• YOUR TASKS:
• 1. According to the XOR triangle article, what is the time complexity of the efficient approach?
• 2. Carry on the XOR triangle article from the point where it stops.

— Start TEXT SEGMENT —

Find all possible triangles with XOR of sides zero
Last Updated :
20 Feb, 2023
Given an integer N, we need to find three integers(X, Y, Z) which can form a triangle with the following conditions:
- Lengths of sides are integers not exceeding N.
- XOR of three sides is 0, i.e., X ^ Y ^ Z = 0
- Area of triangle is greater than 0.
Find all the possible triples which satisfy the above conditions.
Examples:
Input: 6
Output: 6 5 3
Input: 10
Output: 10 9 3
6 5 3
Naive Approach: Select the first side by iterating from N to 1 and then select the second side by iterating from the first side to 1 and then select third side by iterating from second side to 1. Now check if the three sides can make a triangle(sum of the two smaller sides must be greater than the longest side) and the xor-sum of lengths is equal to 0.
Time Complexity = O(n^3).
Efficient Approach: In this method we select the first two sides as we did in the first approach, the third side will be equal to the xor of the first two sides(this will make the xor-sum of lengths is equal to 0)and this side must be smaller than the first two sides. Now check if these sides can make a triangle.
Time Complexity = O(n^2)
C++
#include <bits/stdc++.h>
using namespace std;
void find_all_possible_sides(int n) {
for (int x = n; x > 0; x--) {
for (int y = x - 1; y >= 0; y--) {
int z = x ^ y;
if (z < x && z < y) {
int max_side = max(x, max(y, z));
if (x + y + z - max_side > max_side) {
cout << x << " " << y << " "

— End TEXT SEGMENT —
— Start DATASET ROWS —

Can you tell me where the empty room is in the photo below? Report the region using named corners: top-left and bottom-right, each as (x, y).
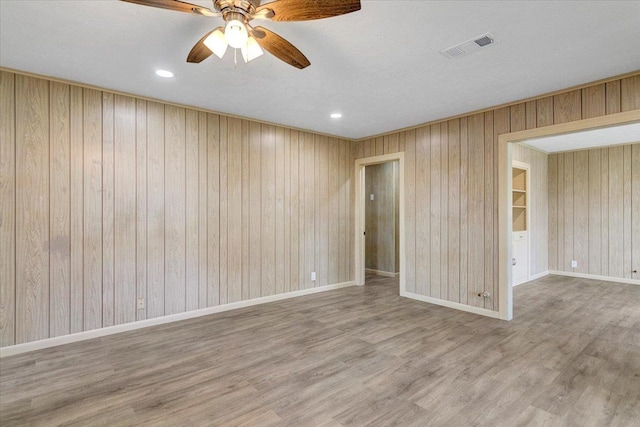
top-left (0, 0), bottom-right (640, 427)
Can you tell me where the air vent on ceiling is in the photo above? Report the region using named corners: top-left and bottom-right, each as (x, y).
top-left (440, 33), bottom-right (496, 58)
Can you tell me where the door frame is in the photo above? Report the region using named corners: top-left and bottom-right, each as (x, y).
top-left (354, 151), bottom-right (406, 295)
top-left (498, 110), bottom-right (640, 320)
top-left (511, 160), bottom-right (532, 286)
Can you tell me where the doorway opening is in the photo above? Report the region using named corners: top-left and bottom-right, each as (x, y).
top-left (498, 110), bottom-right (640, 320)
top-left (355, 153), bottom-right (405, 295)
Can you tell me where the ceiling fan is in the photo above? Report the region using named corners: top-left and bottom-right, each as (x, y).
top-left (122, 0), bottom-right (360, 69)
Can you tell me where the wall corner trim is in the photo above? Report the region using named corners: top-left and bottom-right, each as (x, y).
top-left (0, 281), bottom-right (355, 359)
top-left (400, 292), bottom-right (508, 320)
top-left (549, 270), bottom-right (640, 285)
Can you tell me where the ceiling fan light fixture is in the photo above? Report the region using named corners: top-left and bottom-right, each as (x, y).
top-left (203, 30), bottom-right (228, 59)
top-left (224, 19), bottom-right (249, 49)
top-left (240, 37), bottom-right (264, 62)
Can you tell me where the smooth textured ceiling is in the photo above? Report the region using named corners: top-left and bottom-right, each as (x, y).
top-left (521, 123), bottom-right (640, 153)
top-left (0, 0), bottom-right (640, 138)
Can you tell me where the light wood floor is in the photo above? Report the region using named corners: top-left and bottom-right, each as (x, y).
top-left (0, 276), bottom-right (640, 426)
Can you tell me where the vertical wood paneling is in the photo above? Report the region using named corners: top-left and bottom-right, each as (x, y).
top-left (444, 119), bottom-right (460, 302)
top-left (600, 148), bottom-right (609, 276)
top-left (0, 72), bottom-right (356, 345)
top-left (185, 110), bottom-right (200, 311)
top-left (247, 122), bottom-right (262, 298)
top-left (0, 71), bottom-right (16, 346)
top-left (440, 122), bottom-right (449, 300)
top-left (582, 84), bottom-right (606, 119)
top-left (227, 118), bottom-right (243, 302)
top-left (69, 86), bottom-right (84, 333)
top-left (560, 153), bottom-right (575, 268)
top-left (219, 116), bottom-right (229, 304)
top-left (102, 92), bottom-right (115, 326)
top-left (428, 124), bottom-right (443, 298)
top-left (631, 144), bottom-right (640, 280)
top-left (621, 145), bottom-right (638, 279)
top-left (145, 102), bottom-right (165, 319)
top-left (15, 75), bottom-right (50, 344)
top-left (592, 150), bottom-right (602, 275)
top-left (402, 130), bottom-right (417, 292)
top-left (549, 144), bottom-right (640, 278)
top-left (535, 96), bottom-right (554, 128)
top-left (240, 120), bottom-right (252, 299)
top-left (207, 114), bottom-right (220, 307)
top-left (553, 90), bottom-right (582, 125)
top-left (467, 114), bottom-right (488, 307)
top-left (620, 76), bottom-right (640, 111)
top-left (326, 138), bottom-right (342, 283)
top-left (135, 99), bottom-right (148, 320)
top-left (260, 125), bottom-right (276, 296)
top-left (314, 135), bottom-right (328, 287)
top-left (548, 154), bottom-right (556, 270)
top-left (114, 95), bottom-right (136, 324)
top-left (289, 130), bottom-right (300, 291)
top-left (274, 126), bottom-right (284, 294)
top-left (198, 112), bottom-right (209, 308)
top-left (605, 80), bottom-right (620, 114)
top-left (164, 105), bottom-right (186, 314)
top-left (0, 72), bottom-right (640, 345)
top-left (486, 107), bottom-right (508, 310)
top-left (460, 117), bottom-right (473, 304)
top-left (49, 82), bottom-right (71, 337)
top-left (571, 151), bottom-right (589, 273)
top-left (301, 132), bottom-right (317, 289)
top-left (510, 102), bottom-right (527, 132)
top-left (335, 141), bottom-right (351, 283)
top-left (415, 126), bottom-right (431, 295)
top-left (82, 89), bottom-right (102, 331)
top-left (608, 147), bottom-right (624, 277)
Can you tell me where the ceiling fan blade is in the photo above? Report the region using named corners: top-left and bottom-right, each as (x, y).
top-left (255, 27), bottom-right (311, 70)
top-left (121, 0), bottom-right (219, 16)
top-left (256, 0), bottom-right (360, 21)
top-left (187, 28), bottom-right (217, 64)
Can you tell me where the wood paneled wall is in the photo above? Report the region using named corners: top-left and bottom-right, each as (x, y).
top-left (0, 72), bottom-right (355, 346)
top-left (549, 143), bottom-right (640, 279)
top-left (356, 75), bottom-right (640, 311)
top-left (365, 161), bottom-right (400, 273)
top-left (513, 144), bottom-right (549, 275)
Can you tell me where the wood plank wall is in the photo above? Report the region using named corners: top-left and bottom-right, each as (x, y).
top-left (513, 144), bottom-right (549, 275)
top-left (549, 143), bottom-right (640, 279)
top-left (365, 161), bottom-right (400, 273)
top-left (356, 75), bottom-right (640, 311)
top-left (0, 71), bottom-right (355, 346)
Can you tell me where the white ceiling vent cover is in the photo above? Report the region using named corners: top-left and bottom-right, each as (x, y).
top-left (440, 33), bottom-right (496, 58)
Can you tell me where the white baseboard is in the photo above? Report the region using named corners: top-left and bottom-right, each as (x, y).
top-left (549, 270), bottom-right (640, 285)
top-left (400, 291), bottom-right (502, 319)
top-left (513, 270), bottom-right (549, 288)
top-left (364, 268), bottom-right (400, 277)
top-left (0, 282), bottom-right (355, 358)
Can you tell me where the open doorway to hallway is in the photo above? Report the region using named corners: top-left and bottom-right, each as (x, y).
top-left (364, 160), bottom-right (400, 283)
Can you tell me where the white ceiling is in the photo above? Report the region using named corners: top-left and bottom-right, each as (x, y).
top-left (0, 0), bottom-right (640, 138)
top-left (521, 123), bottom-right (640, 153)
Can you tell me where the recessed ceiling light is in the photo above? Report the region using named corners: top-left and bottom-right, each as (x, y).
top-left (156, 70), bottom-right (173, 79)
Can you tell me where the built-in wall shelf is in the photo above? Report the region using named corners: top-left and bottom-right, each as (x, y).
top-left (511, 166), bottom-right (528, 231)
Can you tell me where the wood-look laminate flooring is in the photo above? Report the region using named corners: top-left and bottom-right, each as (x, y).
top-left (0, 276), bottom-right (640, 426)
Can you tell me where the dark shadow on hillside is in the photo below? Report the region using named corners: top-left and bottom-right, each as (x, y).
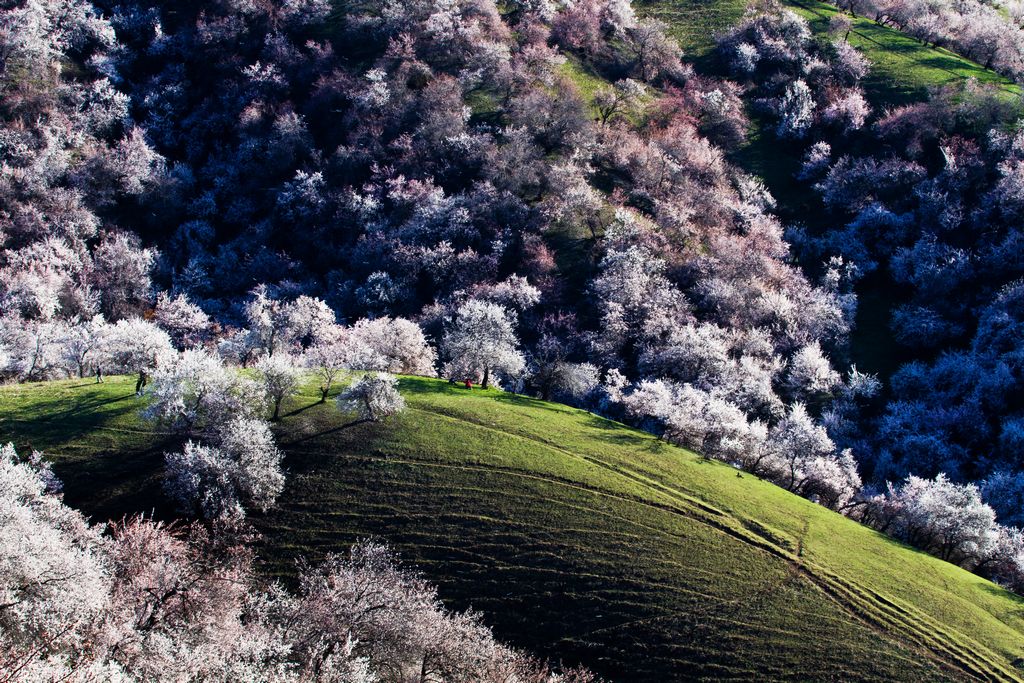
top-left (0, 393), bottom-right (138, 450)
top-left (490, 393), bottom-right (568, 414)
top-left (53, 438), bottom-right (180, 522)
top-left (587, 413), bottom-right (669, 454)
top-left (281, 419), bottom-right (373, 449)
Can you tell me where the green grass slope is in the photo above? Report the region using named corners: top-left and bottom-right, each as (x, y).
top-left (0, 378), bottom-right (1024, 681)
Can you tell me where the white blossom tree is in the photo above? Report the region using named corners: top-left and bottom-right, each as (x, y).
top-left (338, 373), bottom-right (406, 422)
top-left (349, 317), bottom-right (437, 377)
top-left (103, 317), bottom-right (175, 393)
top-left (442, 299), bottom-right (526, 389)
top-left (155, 292), bottom-right (213, 349)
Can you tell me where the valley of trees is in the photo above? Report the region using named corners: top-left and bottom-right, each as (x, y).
top-left (0, 0), bottom-right (1024, 681)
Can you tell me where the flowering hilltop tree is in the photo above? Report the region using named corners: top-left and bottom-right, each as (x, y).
top-left (442, 299), bottom-right (526, 389)
top-left (338, 373), bottom-right (406, 422)
top-left (164, 418), bottom-right (285, 519)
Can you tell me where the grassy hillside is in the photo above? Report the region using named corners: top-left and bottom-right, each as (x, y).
top-left (0, 378), bottom-right (1024, 681)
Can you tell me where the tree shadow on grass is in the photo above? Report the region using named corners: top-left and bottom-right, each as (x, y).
top-left (281, 400), bottom-right (327, 420)
top-left (490, 393), bottom-right (571, 414)
top-left (281, 419), bottom-right (373, 449)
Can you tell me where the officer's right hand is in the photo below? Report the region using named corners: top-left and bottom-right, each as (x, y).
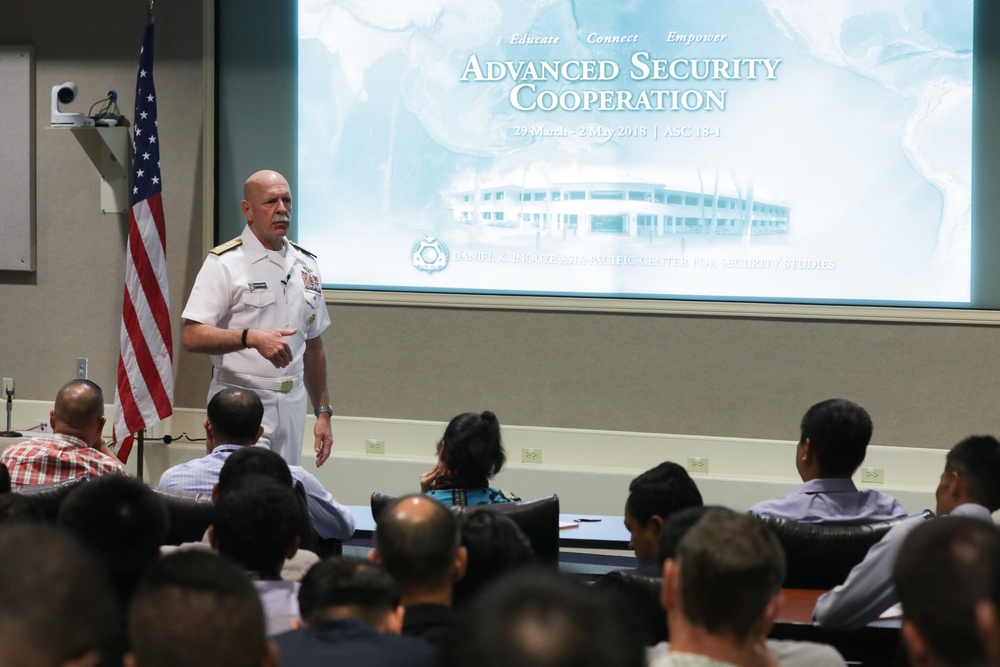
top-left (247, 329), bottom-right (296, 368)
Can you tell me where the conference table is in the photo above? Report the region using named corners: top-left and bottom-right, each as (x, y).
top-left (348, 505), bottom-right (631, 551)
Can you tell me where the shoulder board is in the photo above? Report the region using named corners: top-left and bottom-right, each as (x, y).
top-left (209, 238), bottom-right (243, 255)
top-left (289, 241), bottom-right (317, 259)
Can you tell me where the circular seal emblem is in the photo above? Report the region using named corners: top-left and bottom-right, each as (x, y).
top-left (410, 235), bottom-right (450, 273)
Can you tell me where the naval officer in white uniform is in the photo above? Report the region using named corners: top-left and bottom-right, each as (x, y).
top-left (181, 171), bottom-right (333, 466)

— End DATASET ROWS —

• RESPONSES FOR EACH TASK:
• 1. O(n^2)

• 2.
<< z << endl;
}
}
}
}
}
int main() {
int n = 10;
find_all_possible_sides(n);
return 0;
}
|
Java
import java.lang.*;
class GFG {
static void find_all_possible_sides(int n) {
for (int x = n; x > 0; x--) {
for (int y = x - 1; y >= 0; y--) {
int z = x ^ y;
if (z < x && z < y) {
int max_side = Math.max(x, Math.max(y, z));
if (x + y + z - max_side > max_side) {
System.out.println(x + " " + y + " " + z);
}
}
}
}
}
public static void main(String[] args) {
int n = 10;
find_all_possible_sides(n);
}
}
|
Python3
def find_all_possible_sides(n):
for x in range(n,0,-1):
for y in range(x - 1,-1,-1):
z = x ^ y
if (z < x and z < y):
max_side =max(x,max(y, z))
if (x + y + z - max_side > max_side):
print(x , " " , y , " ",
z)
n = 10
find_all_possible_sides(n)
|
C#
using System;
class GFG {
static void find_all_possible_sides(int n) {
for (int x = n; x > 0; x--) {
for (int y = x - 1; y >= 0; y--) {
int z = x ^ y;
if (z < x && z < y) {
int max_side = Math.Max(x,
Math.Max(y, z));
if (x + y + z - max_side >
max_side) {
Console.WriteLine(x + " "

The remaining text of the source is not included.